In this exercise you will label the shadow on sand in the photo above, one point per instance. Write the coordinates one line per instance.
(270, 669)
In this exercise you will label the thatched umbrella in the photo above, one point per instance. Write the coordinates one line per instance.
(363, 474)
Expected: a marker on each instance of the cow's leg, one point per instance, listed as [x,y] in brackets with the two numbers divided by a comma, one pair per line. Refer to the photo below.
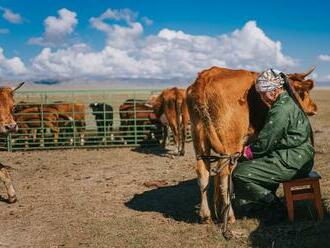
[222,195]
[203,173]
[174,128]
[6,179]
[165,131]
[55,131]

□ □ □ □

**TASK:** Please retype the records above exactly, excluding every picture.

**RESPONSE AREA:**
In this exercise you will label the shadow on sand in the photo above, one point per instance. Write the coordinates one line per instance.
(270, 669)
In this exercise you will label the thatched umbrella in the photo above, one point per instance. Write the coordinates one line per instance.
(363, 474)
Expected: a marker on each instance of the cow's leg, one point per instance, listed as [x,y] in brackets with the two numbers divided by a comma, one pair per line. Refer to the photo below.
[222,195]
[203,173]
[174,128]
[6,179]
[165,131]
[55,131]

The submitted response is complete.